─── Given text ───
Presumably this adheres to the conditions on prorogation as defined recently in the Supreme Court.

The Prime Minister has been consistently clear that he wants to set out a fresh legislative programme in a Queen’s Speech. He therefore intends to request that the current session of Parliament be prorogued from the evening of Tuesday 8 October, with a Quee’’s Speech on Monday 14 October.

The Government will seek to strengthen public services, improve infrastructure and connectivity across the country, tackle crime and enhance the integrity of the criminal justice system, while protecting our natural environment for the long-term.

The Prime Minister has today set out a fair and reasonable compromise for replacing the backstop and securing the United Kingdom’s exit from the European Union with a deal. If a deal can be agreed at European Council, a central feature of the legislative programme will be to introduce a Withdrawal Agreement Bill and move at pace to secure its passage before 31 October.

These timings would mean Parliament is prorogued for the shortest time possible to enable all the necessary logistical preparations for a State Opening to be undertaken, including those done by the House Authorities.

The Prime Minister, Boris Johnson said:

“I want to deliver on the people’s priorities. Through a Queen’s Speech, the Government will set out its plans for the NHS, schools, tackling crime, investing in infrastructure and building a strong economy. We will get Brexit done on 31 October and continue delivering on these vital issues.”
─── Given entries ───
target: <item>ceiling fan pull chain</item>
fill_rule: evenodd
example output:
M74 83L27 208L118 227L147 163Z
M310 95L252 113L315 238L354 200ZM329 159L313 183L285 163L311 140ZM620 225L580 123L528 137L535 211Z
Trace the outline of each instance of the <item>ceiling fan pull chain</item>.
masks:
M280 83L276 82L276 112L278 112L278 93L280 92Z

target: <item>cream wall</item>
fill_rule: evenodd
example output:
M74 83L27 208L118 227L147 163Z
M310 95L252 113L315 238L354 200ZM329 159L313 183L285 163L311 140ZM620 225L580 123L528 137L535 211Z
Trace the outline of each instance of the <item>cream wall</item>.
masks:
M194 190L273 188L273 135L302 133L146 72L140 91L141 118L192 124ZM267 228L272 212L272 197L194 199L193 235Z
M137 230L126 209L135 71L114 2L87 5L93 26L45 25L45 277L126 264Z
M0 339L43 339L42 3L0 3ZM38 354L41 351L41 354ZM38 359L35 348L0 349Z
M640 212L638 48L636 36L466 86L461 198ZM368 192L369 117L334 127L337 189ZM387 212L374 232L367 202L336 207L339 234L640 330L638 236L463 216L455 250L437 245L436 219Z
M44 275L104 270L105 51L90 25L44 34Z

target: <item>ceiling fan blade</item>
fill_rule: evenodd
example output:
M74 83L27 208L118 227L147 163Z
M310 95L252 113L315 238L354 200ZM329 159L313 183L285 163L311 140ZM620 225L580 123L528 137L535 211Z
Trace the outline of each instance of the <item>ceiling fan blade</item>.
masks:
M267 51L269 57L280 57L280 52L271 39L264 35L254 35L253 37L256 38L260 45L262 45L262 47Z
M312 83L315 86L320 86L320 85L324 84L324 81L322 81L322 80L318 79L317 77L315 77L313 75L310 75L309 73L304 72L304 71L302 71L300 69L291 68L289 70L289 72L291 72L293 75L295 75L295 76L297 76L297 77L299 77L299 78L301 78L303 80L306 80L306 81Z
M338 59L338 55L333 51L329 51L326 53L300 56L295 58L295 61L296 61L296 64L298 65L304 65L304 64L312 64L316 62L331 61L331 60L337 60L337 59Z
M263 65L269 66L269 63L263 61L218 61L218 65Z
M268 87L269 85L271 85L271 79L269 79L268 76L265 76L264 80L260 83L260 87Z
───
[Exercise goal]:
According to the prorogation text, what bill will the legislative program introduce if a deal can be agreed at European Council? The records are separate material and have no connection to the prorogation text.

[Finished task]:
A Withdrawal Agreement Bill.